Aufgabe → Gib den Text über den Bahnhofs-Kiosk in Konstanz vollständig und wortgetreu aus.

======== Vorliegender Text

Am Bahnhofs-Kiosk ist viel los

Im Konstanzer Bahnhofs-Kiosk ist schon seit 6 Uhr morgens viel Betrieb. «Die Schweizer kaufen vor allem Zeitschriften», erzählt der Verkäufer. Medikamente, Drogerieprodukte und Kleider locken Einkaufstouristen ebenfalls nach Konstanz. Ein Trio aus Winterthur, das durch die Gassen schlendert, will den Vorrat an Vitaminen wieder auffüllen.



Der richtig grosse Ansturm indes bleibt aus. Die Parkfelder sind nicht überfüllt. Dennoch: Jedes dritte oder vierte Auto stammt aus der Schweiz, auffällig sind die vielen Zürcher Autokennzeichen. «Es ist ein Wochentag. Die Leute müssen arbeiten», sagt Peter Herrmann, Manager des Lago-Centers in Konstanz, der sich über die Rückkehr zur Normalität freut. Er rechnet mit rund 25'000 bis 28'000 Besuchern. Im «Lago» machen die Einkäufe von Schweizern rund 30 bis 35 Prozent des Umsatzes aus. Zusätzliches Sicherheitspersonal kontrolliert die Mundschutzpflicht und die Zutrittsbeschränkung.

================
======== Gegebene Datensätze

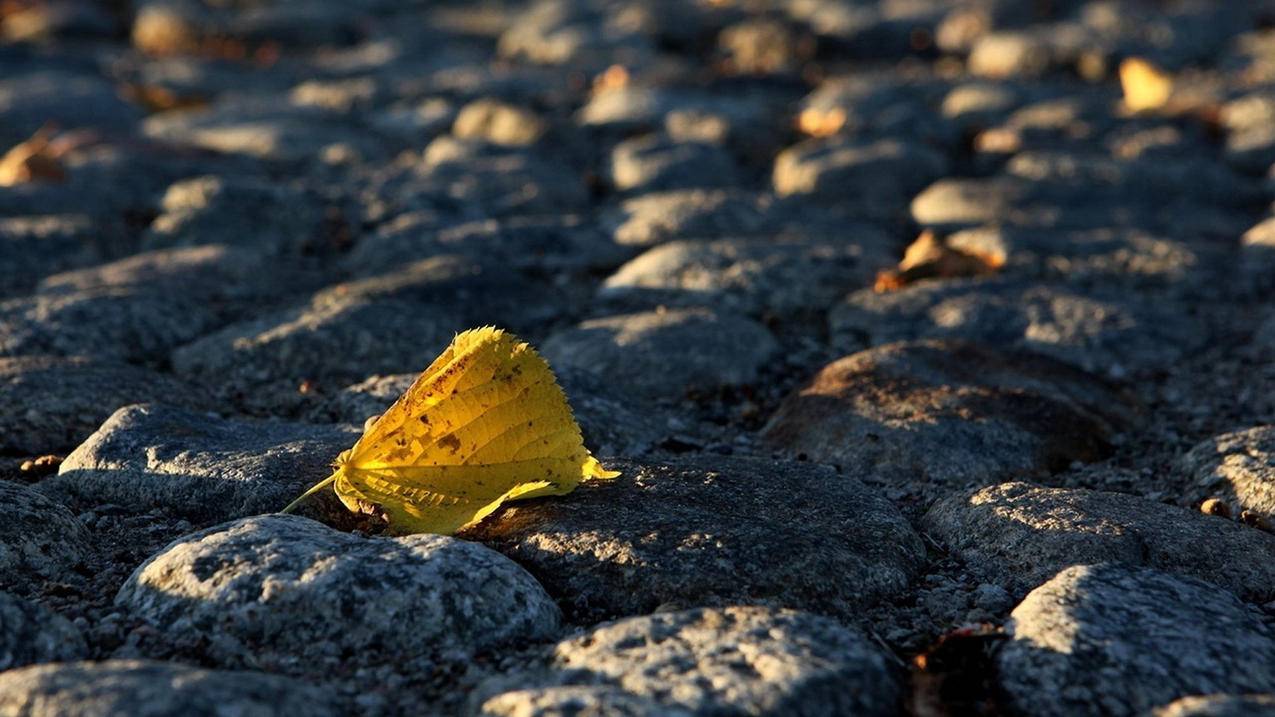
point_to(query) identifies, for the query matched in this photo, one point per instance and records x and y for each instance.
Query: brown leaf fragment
(930, 258)
(956, 675)
(33, 160)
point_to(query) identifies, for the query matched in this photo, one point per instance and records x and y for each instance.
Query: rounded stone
(949, 412)
(126, 688)
(1016, 535)
(574, 701)
(1239, 467)
(689, 213)
(1100, 331)
(40, 540)
(1220, 706)
(196, 466)
(31, 633)
(499, 123)
(712, 531)
(664, 355)
(1005, 54)
(291, 595)
(754, 276)
(654, 163)
(735, 661)
(256, 213)
(877, 176)
(1118, 641)
(50, 403)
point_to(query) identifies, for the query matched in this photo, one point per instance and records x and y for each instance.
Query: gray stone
(195, 465)
(1250, 124)
(383, 324)
(876, 177)
(499, 123)
(41, 245)
(126, 688)
(979, 103)
(1009, 54)
(568, 243)
(1116, 641)
(885, 105)
(592, 701)
(560, 32)
(1239, 467)
(50, 405)
(1072, 177)
(28, 101)
(476, 180)
(1016, 535)
(1129, 194)
(712, 531)
(967, 202)
(1099, 258)
(752, 276)
(659, 163)
(258, 128)
(664, 355)
(949, 413)
(343, 96)
(729, 661)
(1099, 331)
(1220, 706)
(239, 212)
(657, 217)
(764, 46)
(138, 309)
(1257, 258)
(40, 540)
(291, 595)
(31, 633)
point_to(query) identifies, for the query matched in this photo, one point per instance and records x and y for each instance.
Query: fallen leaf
(928, 258)
(821, 123)
(33, 160)
(486, 422)
(1145, 86)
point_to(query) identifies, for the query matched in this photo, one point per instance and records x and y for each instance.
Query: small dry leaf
(1145, 86)
(33, 160)
(615, 77)
(821, 123)
(1215, 507)
(42, 466)
(486, 422)
(930, 258)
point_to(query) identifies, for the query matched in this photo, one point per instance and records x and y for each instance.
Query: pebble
(291, 595)
(41, 540)
(715, 661)
(119, 688)
(1113, 639)
(1016, 535)
(1094, 329)
(714, 350)
(31, 634)
(903, 412)
(1239, 466)
(196, 466)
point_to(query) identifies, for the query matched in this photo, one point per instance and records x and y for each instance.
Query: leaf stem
(313, 490)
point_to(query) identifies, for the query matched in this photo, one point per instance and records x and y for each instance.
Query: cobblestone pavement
(932, 341)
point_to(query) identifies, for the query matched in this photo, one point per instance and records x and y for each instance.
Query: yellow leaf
(1145, 86)
(486, 422)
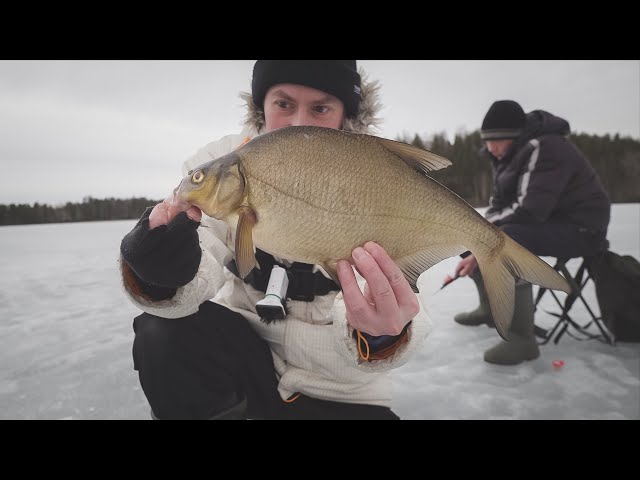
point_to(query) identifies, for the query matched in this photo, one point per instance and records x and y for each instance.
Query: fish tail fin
(500, 272)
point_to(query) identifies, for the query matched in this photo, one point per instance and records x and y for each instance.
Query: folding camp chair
(565, 323)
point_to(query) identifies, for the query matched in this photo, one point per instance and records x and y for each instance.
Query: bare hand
(167, 210)
(388, 303)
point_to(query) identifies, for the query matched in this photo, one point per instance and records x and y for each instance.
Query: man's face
(498, 148)
(288, 104)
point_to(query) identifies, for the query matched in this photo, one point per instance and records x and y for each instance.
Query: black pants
(556, 239)
(198, 366)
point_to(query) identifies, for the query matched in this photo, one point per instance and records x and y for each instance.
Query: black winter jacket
(544, 178)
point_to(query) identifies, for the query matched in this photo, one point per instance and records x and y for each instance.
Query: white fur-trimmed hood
(366, 120)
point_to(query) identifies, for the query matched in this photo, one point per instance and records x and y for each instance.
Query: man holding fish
(306, 191)
(201, 349)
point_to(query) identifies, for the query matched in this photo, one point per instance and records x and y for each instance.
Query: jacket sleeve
(213, 235)
(410, 343)
(543, 176)
(496, 204)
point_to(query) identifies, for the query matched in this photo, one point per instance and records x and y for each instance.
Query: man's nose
(301, 118)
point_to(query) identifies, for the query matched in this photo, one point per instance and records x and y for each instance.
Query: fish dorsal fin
(422, 160)
(415, 264)
(245, 256)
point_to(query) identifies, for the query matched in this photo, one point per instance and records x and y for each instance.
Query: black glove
(167, 256)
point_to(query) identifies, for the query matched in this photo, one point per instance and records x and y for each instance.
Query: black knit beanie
(504, 120)
(338, 77)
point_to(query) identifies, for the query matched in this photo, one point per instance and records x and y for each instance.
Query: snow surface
(66, 337)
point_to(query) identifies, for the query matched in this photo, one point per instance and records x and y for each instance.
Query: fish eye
(197, 177)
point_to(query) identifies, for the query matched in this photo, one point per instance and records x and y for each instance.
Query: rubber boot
(236, 410)
(522, 344)
(482, 314)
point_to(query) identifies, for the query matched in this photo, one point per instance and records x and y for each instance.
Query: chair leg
(577, 282)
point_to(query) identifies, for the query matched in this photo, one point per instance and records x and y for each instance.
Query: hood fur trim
(366, 121)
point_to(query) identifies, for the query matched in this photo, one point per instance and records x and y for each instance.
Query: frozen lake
(66, 337)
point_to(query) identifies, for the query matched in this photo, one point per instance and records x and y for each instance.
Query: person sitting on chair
(547, 197)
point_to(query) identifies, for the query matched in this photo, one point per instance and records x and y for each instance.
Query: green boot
(522, 344)
(482, 314)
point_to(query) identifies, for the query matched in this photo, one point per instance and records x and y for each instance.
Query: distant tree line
(90, 209)
(615, 159)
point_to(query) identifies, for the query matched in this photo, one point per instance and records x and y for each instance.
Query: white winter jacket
(313, 350)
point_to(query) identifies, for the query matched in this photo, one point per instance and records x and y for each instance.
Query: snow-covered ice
(66, 337)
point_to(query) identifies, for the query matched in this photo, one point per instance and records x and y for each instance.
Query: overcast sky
(70, 129)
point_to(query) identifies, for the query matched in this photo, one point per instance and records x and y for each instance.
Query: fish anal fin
(414, 265)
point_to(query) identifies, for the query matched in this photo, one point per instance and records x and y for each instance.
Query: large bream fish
(312, 194)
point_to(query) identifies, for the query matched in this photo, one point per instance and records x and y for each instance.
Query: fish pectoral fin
(245, 255)
(422, 160)
(500, 272)
(331, 267)
(415, 264)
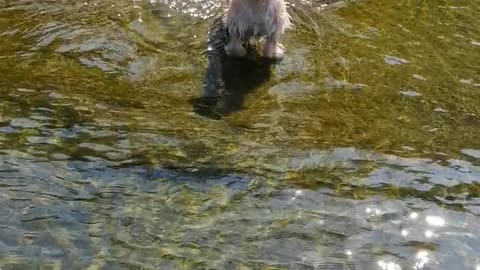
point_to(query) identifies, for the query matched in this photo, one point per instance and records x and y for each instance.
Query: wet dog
(249, 20)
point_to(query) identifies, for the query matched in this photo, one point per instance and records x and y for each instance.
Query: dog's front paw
(274, 51)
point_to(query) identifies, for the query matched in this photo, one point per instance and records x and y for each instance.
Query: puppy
(248, 20)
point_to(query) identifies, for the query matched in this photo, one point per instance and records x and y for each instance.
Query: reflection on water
(360, 150)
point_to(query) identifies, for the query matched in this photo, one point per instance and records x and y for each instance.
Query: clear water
(359, 151)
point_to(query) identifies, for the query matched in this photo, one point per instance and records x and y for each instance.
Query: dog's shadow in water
(228, 81)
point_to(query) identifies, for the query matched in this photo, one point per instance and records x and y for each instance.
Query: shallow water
(360, 150)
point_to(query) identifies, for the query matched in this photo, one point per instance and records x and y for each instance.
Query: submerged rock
(394, 61)
(292, 90)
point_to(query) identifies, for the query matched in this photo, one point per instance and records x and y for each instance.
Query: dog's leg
(235, 47)
(273, 49)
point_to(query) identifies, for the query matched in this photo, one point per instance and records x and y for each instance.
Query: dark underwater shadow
(228, 80)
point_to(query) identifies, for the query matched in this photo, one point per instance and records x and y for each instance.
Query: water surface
(360, 150)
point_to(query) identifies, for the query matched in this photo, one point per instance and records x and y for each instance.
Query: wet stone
(292, 90)
(96, 147)
(24, 123)
(471, 152)
(394, 61)
(419, 77)
(410, 93)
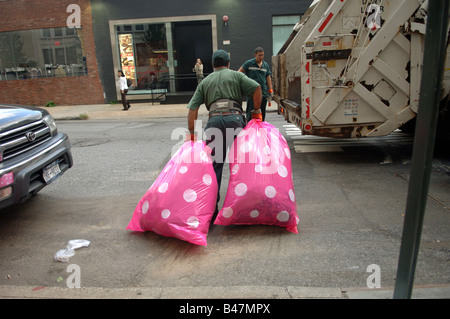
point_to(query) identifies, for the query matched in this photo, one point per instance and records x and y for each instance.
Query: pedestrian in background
(258, 70)
(198, 69)
(123, 90)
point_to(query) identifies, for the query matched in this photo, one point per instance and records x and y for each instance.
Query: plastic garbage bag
(260, 188)
(65, 254)
(181, 202)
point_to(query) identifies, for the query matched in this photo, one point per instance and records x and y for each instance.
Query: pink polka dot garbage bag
(182, 200)
(260, 188)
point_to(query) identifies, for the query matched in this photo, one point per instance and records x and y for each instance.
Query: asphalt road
(350, 195)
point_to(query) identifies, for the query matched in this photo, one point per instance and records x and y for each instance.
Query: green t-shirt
(222, 84)
(259, 74)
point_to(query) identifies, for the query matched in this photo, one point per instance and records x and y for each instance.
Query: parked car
(32, 152)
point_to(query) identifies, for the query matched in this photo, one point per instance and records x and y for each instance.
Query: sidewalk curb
(210, 292)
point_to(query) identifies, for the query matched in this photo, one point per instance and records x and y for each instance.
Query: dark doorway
(192, 40)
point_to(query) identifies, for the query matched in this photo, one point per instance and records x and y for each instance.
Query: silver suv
(32, 152)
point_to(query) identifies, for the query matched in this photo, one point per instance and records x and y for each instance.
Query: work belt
(225, 107)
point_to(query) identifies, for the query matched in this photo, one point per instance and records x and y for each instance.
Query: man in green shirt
(222, 93)
(258, 70)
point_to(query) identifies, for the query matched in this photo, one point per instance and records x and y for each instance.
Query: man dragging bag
(222, 93)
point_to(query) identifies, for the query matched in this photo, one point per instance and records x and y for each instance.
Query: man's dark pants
(220, 141)
(250, 108)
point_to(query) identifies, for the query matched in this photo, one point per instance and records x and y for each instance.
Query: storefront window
(144, 55)
(52, 52)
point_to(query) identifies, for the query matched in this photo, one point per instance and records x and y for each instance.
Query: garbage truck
(352, 68)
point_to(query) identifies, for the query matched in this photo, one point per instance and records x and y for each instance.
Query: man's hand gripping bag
(182, 200)
(260, 189)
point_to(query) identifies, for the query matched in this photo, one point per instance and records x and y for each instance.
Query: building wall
(32, 14)
(249, 25)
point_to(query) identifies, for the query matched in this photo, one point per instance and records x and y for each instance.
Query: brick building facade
(164, 41)
(32, 15)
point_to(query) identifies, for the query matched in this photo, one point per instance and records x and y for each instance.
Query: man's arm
(192, 117)
(257, 99)
(269, 84)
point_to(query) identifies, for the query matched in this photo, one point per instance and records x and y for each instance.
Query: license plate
(51, 172)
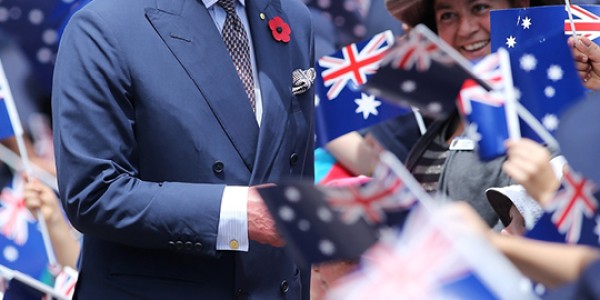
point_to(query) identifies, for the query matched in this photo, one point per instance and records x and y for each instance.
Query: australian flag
(543, 70)
(341, 106)
(426, 261)
(422, 71)
(313, 231)
(7, 109)
(572, 217)
(317, 221)
(579, 136)
(486, 111)
(37, 26)
(21, 242)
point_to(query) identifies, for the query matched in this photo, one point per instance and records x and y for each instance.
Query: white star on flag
(526, 23)
(528, 62)
(549, 92)
(408, 86)
(511, 41)
(550, 122)
(473, 133)
(367, 105)
(555, 73)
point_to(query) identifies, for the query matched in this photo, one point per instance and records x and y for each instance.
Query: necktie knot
(227, 5)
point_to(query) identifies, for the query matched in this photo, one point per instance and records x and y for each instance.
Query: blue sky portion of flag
(542, 65)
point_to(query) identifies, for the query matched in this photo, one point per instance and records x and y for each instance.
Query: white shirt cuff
(233, 224)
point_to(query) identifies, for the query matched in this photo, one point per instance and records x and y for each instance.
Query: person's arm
(552, 264)
(528, 164)
(354, 152)
(244, 216)
(587, 61)
(130, 167)
(41, 197)
(549, 263)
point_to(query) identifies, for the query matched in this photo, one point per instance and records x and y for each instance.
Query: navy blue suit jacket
(151, 121)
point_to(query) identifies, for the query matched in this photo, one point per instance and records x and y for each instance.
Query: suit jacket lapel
(273, 60)
(188, 30)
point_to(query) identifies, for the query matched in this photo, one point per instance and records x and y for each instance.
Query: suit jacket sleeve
(98, 158)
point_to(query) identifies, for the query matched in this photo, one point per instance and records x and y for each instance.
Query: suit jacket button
(189, 246)
(179, 245)
(198, 246)
(284, 287)
(218, 167)
(293, 159)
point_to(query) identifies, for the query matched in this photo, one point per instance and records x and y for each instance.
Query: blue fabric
(151, 121)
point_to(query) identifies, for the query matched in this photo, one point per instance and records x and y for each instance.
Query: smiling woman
(435, 160)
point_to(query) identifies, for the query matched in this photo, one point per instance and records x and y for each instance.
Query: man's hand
(529, 165)
(261, 226)
(587, 61)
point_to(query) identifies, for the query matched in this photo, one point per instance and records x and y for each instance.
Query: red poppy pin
(280, 29)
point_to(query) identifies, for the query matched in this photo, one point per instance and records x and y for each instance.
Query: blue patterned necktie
(236, 41)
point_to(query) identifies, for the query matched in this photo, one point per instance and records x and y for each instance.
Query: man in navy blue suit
(159, 149)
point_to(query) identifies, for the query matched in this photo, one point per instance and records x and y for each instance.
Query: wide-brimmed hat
(502, 199)
(413, 12)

================

Antwort →
Am Bahnhofs-Kiosk ist viel los

Im Konstanzer Bahnhofs-Kiosk ist schon seit 6 Uhr morgens viel Betrieb. «Die Schweizer kaufen vor allem Zeitschriften», erzählt der Verkäufer. Medikamente, Drogerieprodukte und Kleider locken Einkaufstouristen ebenfalls nach Konstanz. Ein Trio aus Winterthur, das durch die Gassen schlendert, will den Vorrat an Vitaminen wieder auffüllen.



Der richtig grosse Ansturm indes bleibt aus. Die Parkfelder sind nicht überfüllt. Dennoch: Jedes dritte oder vierte Auto stammt aus der Schweiz, auffällig sind die vielen Zürcher Autokennzeichen. «Es ist ein Wochentag. Die Leute müssen arbeiten», sagt Peter Herrmann, Manager des Lago-Centers in Konstanz, der sich über die Rückkehr zur Normalität freut. Er rechnet mit rund 25'000 bis 28'000 Besuchern. Im «Lago» machen die Einkäufe von Schweizern rund 30 bis 35 Prozent des Umsatzes aus. Zusätzliches Sicherheitspersonal kontrolliert die Mundschutzpflicht und die Zutrittsbeschränkung.